▶ _Task goal_:
Return every line of the data exactly as it stands.

▶ _Material provided_:
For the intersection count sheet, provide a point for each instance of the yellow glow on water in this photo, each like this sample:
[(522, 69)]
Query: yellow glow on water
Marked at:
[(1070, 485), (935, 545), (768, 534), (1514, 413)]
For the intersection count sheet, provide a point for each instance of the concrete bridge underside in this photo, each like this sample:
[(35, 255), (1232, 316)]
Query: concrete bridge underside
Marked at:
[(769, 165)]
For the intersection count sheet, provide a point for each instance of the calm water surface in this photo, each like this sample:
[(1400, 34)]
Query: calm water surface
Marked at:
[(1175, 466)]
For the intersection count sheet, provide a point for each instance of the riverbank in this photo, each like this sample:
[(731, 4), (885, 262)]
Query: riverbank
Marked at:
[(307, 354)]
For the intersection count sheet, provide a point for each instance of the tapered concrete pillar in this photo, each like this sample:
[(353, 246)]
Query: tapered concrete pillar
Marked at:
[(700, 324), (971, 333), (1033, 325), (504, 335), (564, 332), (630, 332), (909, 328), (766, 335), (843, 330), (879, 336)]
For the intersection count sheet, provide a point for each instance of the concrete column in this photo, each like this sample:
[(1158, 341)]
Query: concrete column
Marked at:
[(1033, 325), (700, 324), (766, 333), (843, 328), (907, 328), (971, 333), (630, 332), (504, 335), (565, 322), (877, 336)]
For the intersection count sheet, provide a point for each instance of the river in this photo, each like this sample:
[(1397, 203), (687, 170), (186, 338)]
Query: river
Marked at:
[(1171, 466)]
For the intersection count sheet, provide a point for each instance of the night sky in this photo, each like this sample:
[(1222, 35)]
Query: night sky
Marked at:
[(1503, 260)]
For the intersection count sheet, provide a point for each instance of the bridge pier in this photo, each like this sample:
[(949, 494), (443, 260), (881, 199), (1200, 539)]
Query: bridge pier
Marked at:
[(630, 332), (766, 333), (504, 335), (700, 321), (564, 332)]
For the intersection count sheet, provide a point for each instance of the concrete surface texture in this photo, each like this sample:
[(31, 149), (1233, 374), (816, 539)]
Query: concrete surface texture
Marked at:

▶ _Result for this exercise_:
For the intersection count sheet, provide a point for each instance of the yellow glow on water in this photo, each like this sample:
[(522, 69)]
Query: yellow glow on water
Marked at:
[(1070, 485), (935, 545), (768, 534), (1514, 413)]
For the intersection count sheet, provide a point for each instance of the concrete bridge underside in this photo, each like this sample:
[(35, 255), (1232, 316)]
Query: concrete bridge underside
Marked at:
[(769, 165)]
For the intersection count sheet, provide a point for each instance of the calm water surface in this photo, each like this sample:
[(1400, 34)]
Query: calm water surface
Marked at:
[(1175, 466)]
For the intersection count sheet, provide a point for each instance of the riverbank in this photo, each like this sample:
[(731, 4), (885, 262)]
Query: riverbank
Marked at:
[(307, 354)]
For the intersection count sheet, provide a point for each instance of the tapered concrete pillar in this photo, each like this sample:
[(353, 246)]
Query: tapered concrete pillar
Marked at:
[(700, 324), (971, 333), (1033, 325), (504, 335), (564, 332), (630, 332), (909, 328), (766, 335), (843, 330), (879, 336)]
For the intersection count sheet, provide a point for each instance of the concrete column in this photo, each like this sample:
[(1158, 341)]
Query: concrete column
Marked at:
[(1033, 325), (700, 324), (766, 333), (843, 328), (907, 328), (971, 333), (630, 332), (504, 335), (565, 322), (877, 336)]
For the intersection count sheet, provide a point for each instance of the river in this photo, each like this sample:
[(1397, 203), (687, 170), (186, 338)]
Query: river
Marked at:
[(1171, 466)]
For the intersection count sheet, provide a point for each instance of the night sky in this photo, each like this sample:
[(1222, 35)]
Query: night sky
Marked at:
[(1503, 260)]
For the intersection count sheet, provide a point for each instance of the bridge pier in this photo, each like this sample:
[(949, 494), (443, 260), (881, 199), (1200, 539)]
Query: bridge pier
Marked at:
[(630, 332), (766, 333), (504, 335), (700, 321), (564, 332)]
For the intersection count sheet, provide a point for each instance of the concrete surface texture in this photo, each like this sample:
[(31, 149), (1233, 374), (816, 539)]
Query: concrete surface texture
Marked at:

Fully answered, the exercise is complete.